TASK INSTRUCTIONS:
An exact restatement of every record is required.

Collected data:
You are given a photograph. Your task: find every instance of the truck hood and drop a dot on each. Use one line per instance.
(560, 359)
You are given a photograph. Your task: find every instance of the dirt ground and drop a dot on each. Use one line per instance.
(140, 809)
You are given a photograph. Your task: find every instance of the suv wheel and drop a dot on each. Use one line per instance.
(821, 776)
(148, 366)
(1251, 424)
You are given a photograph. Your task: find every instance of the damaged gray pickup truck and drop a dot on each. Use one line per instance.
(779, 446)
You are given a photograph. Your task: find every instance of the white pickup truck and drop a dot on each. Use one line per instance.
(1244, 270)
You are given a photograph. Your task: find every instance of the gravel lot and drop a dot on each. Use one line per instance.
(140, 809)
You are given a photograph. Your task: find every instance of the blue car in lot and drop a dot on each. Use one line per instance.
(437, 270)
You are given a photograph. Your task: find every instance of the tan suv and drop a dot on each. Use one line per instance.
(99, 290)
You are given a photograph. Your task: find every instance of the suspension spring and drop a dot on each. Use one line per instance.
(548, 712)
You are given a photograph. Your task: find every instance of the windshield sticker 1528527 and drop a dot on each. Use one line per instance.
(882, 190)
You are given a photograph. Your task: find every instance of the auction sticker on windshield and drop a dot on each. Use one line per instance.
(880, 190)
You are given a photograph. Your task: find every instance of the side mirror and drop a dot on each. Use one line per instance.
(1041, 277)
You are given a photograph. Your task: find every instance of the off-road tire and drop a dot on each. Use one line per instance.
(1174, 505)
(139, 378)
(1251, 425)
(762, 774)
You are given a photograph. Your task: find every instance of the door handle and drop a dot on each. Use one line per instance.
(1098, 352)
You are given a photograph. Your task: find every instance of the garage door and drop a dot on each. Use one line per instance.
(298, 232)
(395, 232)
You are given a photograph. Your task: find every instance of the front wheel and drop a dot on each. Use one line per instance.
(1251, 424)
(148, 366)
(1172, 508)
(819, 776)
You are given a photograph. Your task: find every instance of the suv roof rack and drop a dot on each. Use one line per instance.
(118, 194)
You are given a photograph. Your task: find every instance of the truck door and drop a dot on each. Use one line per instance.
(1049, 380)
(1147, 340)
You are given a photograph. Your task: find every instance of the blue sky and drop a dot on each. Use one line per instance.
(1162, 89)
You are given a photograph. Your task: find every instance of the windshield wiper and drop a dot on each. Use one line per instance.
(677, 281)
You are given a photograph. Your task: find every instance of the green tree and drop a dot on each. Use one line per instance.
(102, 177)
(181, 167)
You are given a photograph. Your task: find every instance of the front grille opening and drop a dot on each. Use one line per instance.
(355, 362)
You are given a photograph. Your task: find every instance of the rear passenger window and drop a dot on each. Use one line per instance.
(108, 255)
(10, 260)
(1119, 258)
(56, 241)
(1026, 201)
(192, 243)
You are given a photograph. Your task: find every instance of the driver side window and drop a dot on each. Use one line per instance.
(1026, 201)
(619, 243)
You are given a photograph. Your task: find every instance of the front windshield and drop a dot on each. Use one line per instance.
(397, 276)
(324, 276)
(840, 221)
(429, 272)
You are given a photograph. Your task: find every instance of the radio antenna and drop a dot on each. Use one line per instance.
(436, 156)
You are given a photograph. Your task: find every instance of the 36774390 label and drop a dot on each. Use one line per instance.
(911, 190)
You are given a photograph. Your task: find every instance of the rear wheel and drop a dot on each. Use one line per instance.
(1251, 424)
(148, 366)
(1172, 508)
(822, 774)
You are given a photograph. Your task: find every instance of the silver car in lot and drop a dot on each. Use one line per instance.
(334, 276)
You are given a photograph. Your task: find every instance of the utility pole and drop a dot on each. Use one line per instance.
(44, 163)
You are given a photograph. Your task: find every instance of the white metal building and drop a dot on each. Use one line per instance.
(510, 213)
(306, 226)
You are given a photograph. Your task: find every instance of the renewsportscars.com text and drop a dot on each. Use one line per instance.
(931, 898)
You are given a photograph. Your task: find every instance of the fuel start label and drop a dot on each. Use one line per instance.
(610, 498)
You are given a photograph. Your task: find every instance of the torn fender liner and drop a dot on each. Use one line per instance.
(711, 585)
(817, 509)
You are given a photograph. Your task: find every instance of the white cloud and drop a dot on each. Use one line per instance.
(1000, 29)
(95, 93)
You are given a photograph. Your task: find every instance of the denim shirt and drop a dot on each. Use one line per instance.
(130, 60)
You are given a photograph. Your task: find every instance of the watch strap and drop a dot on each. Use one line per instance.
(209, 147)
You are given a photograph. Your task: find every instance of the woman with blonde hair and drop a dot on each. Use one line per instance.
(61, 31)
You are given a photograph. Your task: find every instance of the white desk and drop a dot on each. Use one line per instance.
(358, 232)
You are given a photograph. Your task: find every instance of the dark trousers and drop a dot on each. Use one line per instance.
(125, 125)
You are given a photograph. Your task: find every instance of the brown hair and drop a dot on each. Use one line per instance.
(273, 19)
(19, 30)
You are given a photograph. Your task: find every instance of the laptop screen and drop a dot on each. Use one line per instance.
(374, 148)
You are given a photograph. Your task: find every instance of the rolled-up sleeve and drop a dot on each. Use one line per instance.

RESPONSE FOR THIS EXERCISE:
You are given a photograph. Your task: find every instance of the truck hood and drop a dot on each. Use one line per instance.
(560, 359)
You are given a photograph. Your task: find every instance of the dirt ground and drop a dot on each. Use one line per instance.
(140, 809)
You are given a photograph. Your task: find every instance of the suv wheel and drop a dot on each. Use one line per instance.
(821, 776)
(148, 366)
(1251, 424)
You are given a photograph. Your task: find every instance of the damaged gray pickup truck and drop a dot on each. Use one line per instance.
(779, 446)
You are given a photograph. Your task: find every instance of the white pickup truck and drop a dot on each. Use one line per instance.
(1244, 270)
You are given a photograph. Your task: find every instance of the gravel lot and drop a dot on each. Use one line per instance.
(140, 809)
You are given a photograph. Your task: find every instance of the blue car in lot and drop a dot on each. Use one line per instance.
(437, 270)
You are given a photograph. Your task: find every instance of the tan suv and drop a dot on each. Use one line per instance.
(99, 290)
You are given a photograph. Your task: find every instance of the suspension spring and drop a dot on each. Use one line per instance.
(548, 712)
You are given a photograph. Your task: find every instance of the windshield sticker 1528527 and drop a dot on each. Use one line per instance.
(882, 190)
You are given a photograph. Your task: find every instance of the auction sticker on windshield and drop a dot on each. Use one line per instance.
(880, 190)
You are given a photograph. Your task: find every instance of the side mirror and drop a dot on each. Use one line per instance.
(1041, 277)
You are given a photograph. Your task: find every instance of the off-road tire and drop a dot on each. Use one line per instance.
(1174, 505)
(139, 378)
(1251, 425)
(762, 774)
You are given a photograph. Your task: find every instance of the door handle and drop a dot on each. Use one line per instance.
(1098, 352)
You are given a photograph. Your task: find every instance of the garage door and drop a dot on each. Use one line per instance.
(298, 232)
(395, 232)
You are given a photograph. Your task: find every instance of the front wheel and drop a dot on each. Use one line per instance.
(1251, 424)
(148, 366)
(1172, 508)
(819, 776)
You are given a photograph. Your task: find every instance of the suv roof rack and drop a dot on each. Use one line per instance.
(118, 194)
You are given a photograph. Your task: find every instance of the truck door and drop a dot on each. Use one line per instance.
(1049, 380)
(1147, 340)
You are given a photograph. Your task: find every instance of the blue sky and drop a dot on each. Use one line per instance.
(1162, 89)
You are given a photograph. Your task: find every instance of the windshield wiper and drop a dot on each. Use one line per instance.
(677, 281)
You are given a photograph. Your task: find every instance of the green tree and drop a dot on each. Use one line per instance.
(102, 177)
(181, 167)
You are given a photograph. Your task: find every instance of the front grille opening and drop a dot on each. Use one line per instance.
(355, 362)
You are given a photograph. Your task: find every instance of the rear passenger window and drop a dot on each. Use one line per instance.
(108, 255)
(10, 260)
(1119, 258)
(56, 241)
(1026, 201)
(192, 243)
You are given a photograph. Your task: find every instance of the driver side window and drop a dot on each. Use one line per instance.
(1026, 201)
(619, 243)
You are given a photograph. Your task: find every instance of the front windshield and drop a dot on each. Use one line per instance.
(397, 276)
(324, 276)
(840, 221)
(429, 272)
You are given a photograph. Your task: find every instance of the radio antenna and drop a dot on each. Use one line per instance.
(436, 156)
You are given a photograph. Your task: find every instance of the 36774390 label and drop a dot on each. Use one line per instance.
(911, 190)
You are given a photograph. Your task: find every instance of the rear wheel and drop a dot on each. Use one line per instance.
(1251, 424)
(148, 366)
(1172, 508)
(822, 774)
You are given a photograph. Your task: find every instance of the silver car in lot and drop a dot on each. Use one line per instance.
(334, 276)
You are given a photograph. Your task: find every instance of the utility pole and drop a dot on each. Use one line per instance.
(44, 163)
You are given a photograph. Your task: find every instance of the white metal building and drop a dot on each. Use one line per instance.
(510, 213)
(306, 226)
You are given a photograph. Your task: find every instance of the renewsportscars.com text and drop a dot on each. Use one line per instance.
(931, 898)
You are given a photograph. Your task: find every instance of the fuel start label and drop a dot on each. Use one line per instance.
(610, 498)
You are given a photograph. Your task: find every instance of the torn fender liner and drop a dot on each. Use one line per instance.
(711, 585)
(817, 509)
You are given a photograph. Your task: find every instance of the white cloud and drop a dot on each. Use one line per instance.
(1000, 29)
(95, 93)
You are given a photograph. Your task: find every instance of the denim shirt and drop a dot on each. Use one line per instance.
(130, 60)
You are given a photograph. Your task: find every instance of the watch strap and drop a dot on each. Use one line per instance.
(209, 147)
You are given a photograph. Your task: find every instance of the woman with blonde hair and drop a dot on each. Use one line per instance.
(61, 31)
You are given a photograph. Your task: find every instance of the white desk and drop a dot on each. Use one line per instance.
(358, 232)
You are given a photograph. Your task: find every instance of the dark trousers and drop a dot on each. Use one line per instance.
(125, 125)
You are given a photograph. Your task: find every instance of the brown hair and drop a dot on each. Use one line per instance.
(273, 19)
(19, 30)
You are given a photograph. Your task: find every instance of the laptop screen and drop a dot on each. Use one line per instance.
(374, 148)
You are given a photograph. Your task: find every instance of the rolled-up sleeve and drop a dot on each. Use one line per instance.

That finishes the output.